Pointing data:
┄┄┄┄┄┄┄┄┄┄┄┄┄┄┄┄┄┄┄┄

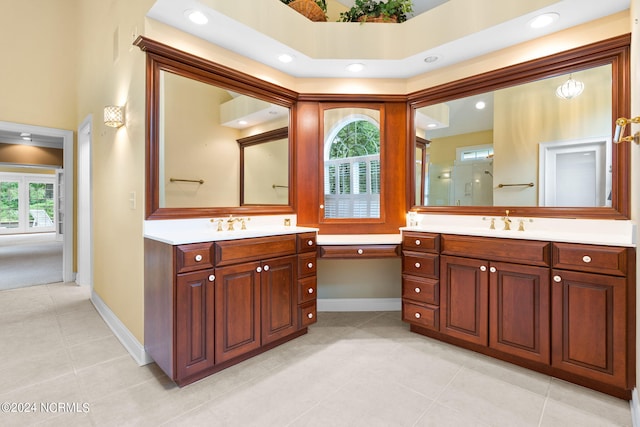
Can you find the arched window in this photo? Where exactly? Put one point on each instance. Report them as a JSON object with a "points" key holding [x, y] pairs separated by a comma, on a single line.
{"points": [[352, 169]]}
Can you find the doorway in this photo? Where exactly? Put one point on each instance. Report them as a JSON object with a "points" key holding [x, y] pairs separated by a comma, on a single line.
{"points": [[64, 227], [575, 173]]}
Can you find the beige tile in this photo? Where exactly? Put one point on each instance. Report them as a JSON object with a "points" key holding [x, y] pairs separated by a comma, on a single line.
{"points": [[92, 352], [441, 416], [584, 400], [112, 376], [492, 400], [367, 401], [17, 373], [46, 399]]}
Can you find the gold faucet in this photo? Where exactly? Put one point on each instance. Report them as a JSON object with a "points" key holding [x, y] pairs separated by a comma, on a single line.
{"points": [[507, 221]]}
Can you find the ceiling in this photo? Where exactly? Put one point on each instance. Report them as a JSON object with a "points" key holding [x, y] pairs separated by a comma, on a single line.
{"points": [[227, 28]]}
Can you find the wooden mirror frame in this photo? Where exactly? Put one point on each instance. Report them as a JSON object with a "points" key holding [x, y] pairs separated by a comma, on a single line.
{"points": [[614, 51], [161, 57], [261, 138]]}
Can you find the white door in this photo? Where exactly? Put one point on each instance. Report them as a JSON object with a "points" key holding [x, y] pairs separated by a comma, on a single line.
{"points": [[575, 173], [85, 253]]}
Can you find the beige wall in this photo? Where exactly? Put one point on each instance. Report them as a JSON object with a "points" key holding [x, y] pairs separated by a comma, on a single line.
{"points": [[39, 53]]}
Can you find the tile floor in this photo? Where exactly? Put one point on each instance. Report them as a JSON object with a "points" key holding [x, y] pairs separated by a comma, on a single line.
{"points": [[351, 369]]}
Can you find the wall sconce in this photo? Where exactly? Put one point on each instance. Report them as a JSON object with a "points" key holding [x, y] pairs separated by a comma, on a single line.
{"points": [[621, 123], [570, 89], [114, 116]]}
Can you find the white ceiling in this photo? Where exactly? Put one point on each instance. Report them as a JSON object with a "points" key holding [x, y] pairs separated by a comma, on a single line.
{"points": [[233, 35]]}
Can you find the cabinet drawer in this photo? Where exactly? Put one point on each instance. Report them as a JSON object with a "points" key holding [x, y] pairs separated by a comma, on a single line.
{"points": [[306, 242], [420, 264], [195, 256], [531, 252], [307, 289], [420, 242], [590, 258], [243, 250], [307, 313], [421, 315], [307, 265], [421, 289], [359, 251]]}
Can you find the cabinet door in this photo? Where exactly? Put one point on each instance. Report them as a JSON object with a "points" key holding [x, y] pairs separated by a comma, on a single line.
{"points": [[519, 310], [464, 293], [279, 298], [588, 324], [237, 310], [194, 323]]}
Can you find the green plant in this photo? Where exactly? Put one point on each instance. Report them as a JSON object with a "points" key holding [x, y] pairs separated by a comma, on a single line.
{"points": [[321, 3], [364, 9]]}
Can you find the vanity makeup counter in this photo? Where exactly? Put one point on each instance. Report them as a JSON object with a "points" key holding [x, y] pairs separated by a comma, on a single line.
{"points": [[558, 297], [215, 298]]}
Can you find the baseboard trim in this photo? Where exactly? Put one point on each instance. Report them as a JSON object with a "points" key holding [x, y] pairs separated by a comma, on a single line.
{"points": [[359, 304], [635, 408], [130, 343]]}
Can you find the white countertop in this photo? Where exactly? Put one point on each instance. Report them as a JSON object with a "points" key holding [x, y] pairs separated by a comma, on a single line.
{"points": [[359, 239], [596, 232], [197, 230]]}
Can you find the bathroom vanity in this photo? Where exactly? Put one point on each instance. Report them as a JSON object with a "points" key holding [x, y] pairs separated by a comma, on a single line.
{"points": [[215, 300], [562, 308]]}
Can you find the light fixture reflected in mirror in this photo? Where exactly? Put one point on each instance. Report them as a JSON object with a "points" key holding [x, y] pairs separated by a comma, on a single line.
{"points": [[114, 116], [570, 89], [621, 123]]}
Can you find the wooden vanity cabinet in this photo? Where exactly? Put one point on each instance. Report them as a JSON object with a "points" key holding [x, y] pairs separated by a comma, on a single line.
{"points": [[564, 309], [211, 305], [420, 284], [593, 314]]}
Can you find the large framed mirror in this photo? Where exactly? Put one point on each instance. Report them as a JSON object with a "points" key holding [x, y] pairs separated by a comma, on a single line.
{"points": [[197, 111], [534, 138]]}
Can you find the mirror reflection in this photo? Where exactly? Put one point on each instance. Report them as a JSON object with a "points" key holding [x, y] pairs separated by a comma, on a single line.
{"points": [[543, 143], [199, 156]]}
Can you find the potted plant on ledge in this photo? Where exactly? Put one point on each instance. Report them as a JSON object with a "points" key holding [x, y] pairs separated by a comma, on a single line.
{"points": [[378, 11], [315, 10]]}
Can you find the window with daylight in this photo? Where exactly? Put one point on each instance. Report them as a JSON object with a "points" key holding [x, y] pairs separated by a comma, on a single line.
{"points": [[352, 164]]}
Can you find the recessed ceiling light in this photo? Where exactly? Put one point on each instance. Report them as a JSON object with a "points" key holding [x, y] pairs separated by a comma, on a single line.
{"points": [[543, 20], [285, 58], [196, 16]]}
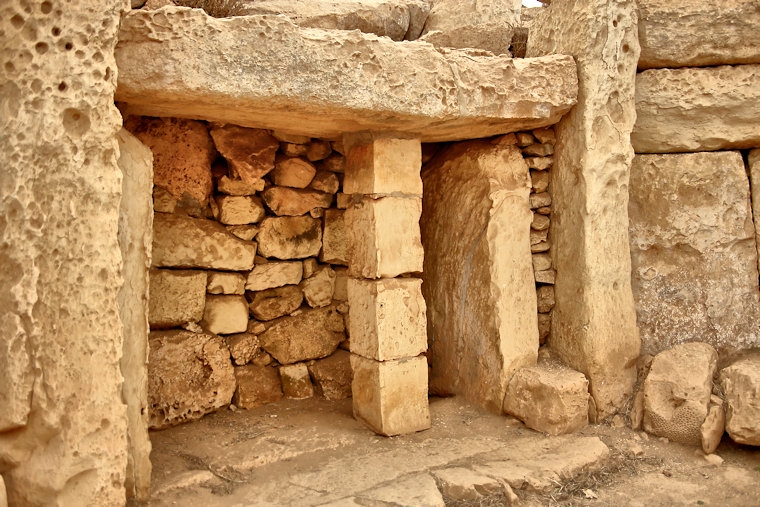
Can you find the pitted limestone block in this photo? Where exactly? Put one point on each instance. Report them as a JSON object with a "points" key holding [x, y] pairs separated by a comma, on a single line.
{"points": [[176, 297], [312, 334], [189, 375], [677, 392], [391, 397], [384, 237], [388, 319], [184, 242], [332, 375], [741, 385], [377, 164], [550, 398], [256, 386], [182, 154], [290, 237], [274, 274], [225, 314]]}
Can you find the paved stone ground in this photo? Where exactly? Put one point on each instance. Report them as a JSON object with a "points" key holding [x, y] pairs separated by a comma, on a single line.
{"points": [[313, 452]]}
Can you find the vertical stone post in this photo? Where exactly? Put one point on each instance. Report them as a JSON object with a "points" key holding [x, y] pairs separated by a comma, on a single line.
{"points": [[594, 320], [388, 313]]}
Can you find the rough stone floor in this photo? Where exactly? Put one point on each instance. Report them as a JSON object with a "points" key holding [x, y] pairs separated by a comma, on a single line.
{"points": [[313, 452]]}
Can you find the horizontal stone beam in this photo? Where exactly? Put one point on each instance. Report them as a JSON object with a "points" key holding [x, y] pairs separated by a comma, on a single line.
{"points": [[264, 71]]}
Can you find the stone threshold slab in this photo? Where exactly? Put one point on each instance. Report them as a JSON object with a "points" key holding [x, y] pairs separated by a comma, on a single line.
{"points": [[264, 71]]}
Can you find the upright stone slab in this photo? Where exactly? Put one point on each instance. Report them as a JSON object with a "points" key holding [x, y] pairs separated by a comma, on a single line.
{"points": [[60, 256], [594, 320], [478, 273], [694, 259]]}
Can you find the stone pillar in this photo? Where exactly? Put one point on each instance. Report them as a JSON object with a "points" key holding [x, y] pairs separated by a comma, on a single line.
{"points": [[594, 320], [388, 314]]}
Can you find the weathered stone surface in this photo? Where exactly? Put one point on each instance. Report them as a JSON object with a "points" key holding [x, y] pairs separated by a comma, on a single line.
{"points": [[383, 237], [239, 209], [399, 20], [479, 289], [274, 303], [550, 398], [682, 110], [690, 33], [184, 242], [334, 238], [677, 392], [391, 396], [377, 164], [189, 375], [694, 269], [290, 237], [293, 172], [388, 319], [318, 289], [741, 385], [296, 382], [220, 282], [590, 220], [458, 96], [482, 24], [225, 314], [182, 154], [249, 152], [332, 375], [285, 201], [312, 334], [274, 274], [256, 386], [176, 297]]}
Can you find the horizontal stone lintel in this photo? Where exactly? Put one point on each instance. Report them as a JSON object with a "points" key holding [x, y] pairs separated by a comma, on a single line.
{"points": [[265, 72]]}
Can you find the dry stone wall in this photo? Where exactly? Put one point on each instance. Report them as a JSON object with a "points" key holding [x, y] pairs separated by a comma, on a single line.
{"points": [[248, 280]]}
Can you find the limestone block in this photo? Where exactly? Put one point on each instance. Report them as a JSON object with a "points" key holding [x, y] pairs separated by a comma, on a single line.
{"points": [[312, 334], [290, 237], [256, 386], [479, 287], [677, 392], [376, 164], [225, 315], [549, 398], [318, 289], [243, 347], [220, 282], [274, 274], [285, 201], [293, 172], [391, 396], [184, 242], [182, 154], [249, 152], [459, 96], [692, 109], [176, 297], [741, 385], [590, 220], [332, 375], [399, 20], [694, 269], [296, 382], [388, 319], [239, 209], [189, 375], [690, 33], [484, 24], [383, 237], [274, 303]]}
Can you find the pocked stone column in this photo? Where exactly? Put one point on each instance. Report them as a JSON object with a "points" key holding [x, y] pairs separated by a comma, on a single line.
{"points": [[387, 319]]}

┄┄┄┄┄┄┄┄┄┄┄┄┄┄┄┄┄┄┄┄

### Stated task:
Reproduce the stretch from the line containing "Can you find the pocked" through the end of the data, requests included. Multiply every point coordinate in the answers by 1.15 and round to the nearest whole number, with halves rounded up.

### Answer to the problem:
Can you find the pocked stone column in this photo? Where exactly? Put one point on each instance. Report them as a JSON object with a "points" key holding [x, y] pairs separated by a comma, on a single line.
{"points": [[445, 367]]}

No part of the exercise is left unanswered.